The two men, of course, were not groupies but doctors who were busy making sure that Sting - a physical wonder of the world at 55 years and 8 months old, eclipsed only by a nearly decade-older Mick Jagger - had survived a remarkable performance and was on track for the next one tonight in Anaheim and Saturday at Dodger Stadium.

Yes, indeed, things have changed. Sting, you see - not a regular vegetarian - is on a strict macrobiotic diet. His personal chef makes him mock tuna wraps and ''crunchy'' soup.

Since The Police's wildly successful reunion tour began on May 28 in Vancouver, he's eschewed liquor and just about everything else that rockers of a certain era might have embraced or delighted in as a reward for having 20,000 fans stand through an entire concert cheering, screaming, applauding and singing along to nearly all his lyrics by heart.

At almost 56, Sting's most decadent pleasures are being turned into a pretzel by his yoga instructor an hour before show time and taking post-show pictures with four of his six kids (the youngest two are in school).

His eldest, Joe, opens the show to ever-increasing acclaim with his own rock group, Fiction Plane, and Sting is thrilled. That's the prize now.

I checked in with The Police Wednesday night at the Staples Center just to see what the hell was going on since Copeland, perhaps a little naively, posted an acerbic review of the Vancouver opening show on his Web site that got worldwide attention.

It was the first negative notice ever delivered in public by the member of a rock super-group on himself and his colleagues.

But that was OK. In their heyday, Sting, Copeland and sizzling guitarist Andy Summers were famous for not getting along. They turned out to be the generational bridge between the Kinks and Oasis; witty verbiage only replaced fisticuffs because they weren't related to each other.

And still: After weeks of rehearsing in Italy and then Vancouver, The Police's fourth-week show is still not completely together. This, I think, is a good thing.

(Entries pointing to named objects)
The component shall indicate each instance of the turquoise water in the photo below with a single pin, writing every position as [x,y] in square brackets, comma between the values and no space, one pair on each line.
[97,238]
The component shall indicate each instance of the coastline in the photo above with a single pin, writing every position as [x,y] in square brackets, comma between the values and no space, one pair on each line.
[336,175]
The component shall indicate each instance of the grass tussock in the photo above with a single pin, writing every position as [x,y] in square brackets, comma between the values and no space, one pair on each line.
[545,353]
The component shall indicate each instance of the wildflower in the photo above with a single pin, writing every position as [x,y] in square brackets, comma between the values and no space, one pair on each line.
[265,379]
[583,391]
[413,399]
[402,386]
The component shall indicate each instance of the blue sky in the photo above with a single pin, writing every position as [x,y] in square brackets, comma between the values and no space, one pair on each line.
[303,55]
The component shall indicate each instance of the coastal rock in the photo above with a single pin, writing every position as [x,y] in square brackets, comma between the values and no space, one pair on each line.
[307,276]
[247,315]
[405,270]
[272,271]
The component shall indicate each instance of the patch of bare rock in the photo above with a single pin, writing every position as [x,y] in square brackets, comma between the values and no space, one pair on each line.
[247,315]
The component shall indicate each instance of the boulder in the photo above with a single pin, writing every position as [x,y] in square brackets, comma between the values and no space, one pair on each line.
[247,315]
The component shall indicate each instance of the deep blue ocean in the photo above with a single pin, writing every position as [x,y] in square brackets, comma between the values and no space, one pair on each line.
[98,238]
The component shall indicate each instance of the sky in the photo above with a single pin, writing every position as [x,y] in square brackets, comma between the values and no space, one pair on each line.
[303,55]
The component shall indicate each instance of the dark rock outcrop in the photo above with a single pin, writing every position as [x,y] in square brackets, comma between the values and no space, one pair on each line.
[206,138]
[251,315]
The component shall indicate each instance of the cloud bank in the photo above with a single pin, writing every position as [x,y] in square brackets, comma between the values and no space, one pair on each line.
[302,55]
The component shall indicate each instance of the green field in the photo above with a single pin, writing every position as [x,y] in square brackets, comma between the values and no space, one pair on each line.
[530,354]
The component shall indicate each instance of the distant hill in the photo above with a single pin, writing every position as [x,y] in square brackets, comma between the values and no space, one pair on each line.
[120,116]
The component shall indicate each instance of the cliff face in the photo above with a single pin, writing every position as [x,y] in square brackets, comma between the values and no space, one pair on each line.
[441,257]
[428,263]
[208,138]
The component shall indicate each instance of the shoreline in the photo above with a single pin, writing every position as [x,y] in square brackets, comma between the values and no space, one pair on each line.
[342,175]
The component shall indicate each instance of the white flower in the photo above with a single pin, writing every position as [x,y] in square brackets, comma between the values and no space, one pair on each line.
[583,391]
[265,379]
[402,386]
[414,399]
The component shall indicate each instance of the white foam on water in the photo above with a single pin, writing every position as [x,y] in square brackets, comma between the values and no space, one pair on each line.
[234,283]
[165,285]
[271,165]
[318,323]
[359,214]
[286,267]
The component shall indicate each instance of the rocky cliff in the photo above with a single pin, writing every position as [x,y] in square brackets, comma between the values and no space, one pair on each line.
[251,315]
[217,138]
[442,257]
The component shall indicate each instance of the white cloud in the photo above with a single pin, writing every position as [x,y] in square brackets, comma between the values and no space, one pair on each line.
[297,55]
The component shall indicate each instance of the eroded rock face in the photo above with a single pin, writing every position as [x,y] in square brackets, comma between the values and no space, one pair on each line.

**INSTRUCTION**
Continue the article about The Police's reunion tour, picking up right after its final sentence.

**REPLY TO THE TASK**
Rather than churn out bland replicas of established hits, the trio is very much live and unadorned, and still feeling their way through presentations of songs. The result is that they've retained a punk sensibility sort of by accident, just the way they came across back in 1979 when ''Roxanne'' hit college radio and established stations refused to play them. The friction has reignited them.

Sometimes, they are completely on the same page and really enjoying it. Certainly by the end of the show and a succession of encores with 'King of Pain', 'Every Breath You Take' and their early rocker 'Next To You', the trio was in synch and pounding its way to jubilant finish.

But it takes a lot to get there. On 'Every Little Thing She Does Is Magic', the three musicians were playing what seems like four simultaneously different versions.

''I have a whole of book of variations,'' their musical director told me last night. And yet it didn't matter. Instead of sounding canned, the song came off as urgent, and the audience sang along ebulliently word for word.

The fact is, The Police's hits, like those of the Beatles, Dylan and the Stones before them, are such sturdy structures that they can withstand redecorating and remain standing without damage. This may be because they were so elegantly and precisely conceived with jazz, reggae and R&B inflections that allow them to be bent, twisted or inverted only to snap right back into place.

It wouldn't work, for example, in the case of U2's more surface renderings. With a couple of exceptions, there isn't much room to fool around on their numbers. But The Police songs' dynamics can survive almost anything.

So in the crowd I saw Dustin Hoffman, Courteney Cox Arquette and David Arquette, Billy Crudup and shock-haired movie producer Brian Grazer, among others, simply fall into oblivious elation as Sting jumped around the stage, Copeland expertly manned numerous percussive devices and Summers riffed away on guitar lines he constantly reinvents.

Sting's voice, far more supple than when The Police last played together in 1983, takes songs like 'Invisible Sun' and 'Message In A Bottle' to new heights. They soared Wednesday night. (The former was helped illustratively by photographs of African children shot by Bobby Sager, Sting's pal who's quietly working on helping Rwanda.)

And there were surprises. 'Truth Hits Everybody', an album track that was more or less forgotten, could easily be re-recorded as a new hit now with a very topical video to accompany it.

The lyric ''Take a look at my new toy/It'll blow your head in two, oh boy'' seems more relevant than ever, and the music that drives it couldn't be more contemporary.

'Wrapped Around Your Finger', also an album cut (you remember those ''filler'' tracks before iPods reduced us to singles), was elevated to majestic status thanks to Copeland's embroideries. They were revelations that audiences should be embracing more and more with each new show.

The worst thing The Police could do now, I think, is try to polish up their act.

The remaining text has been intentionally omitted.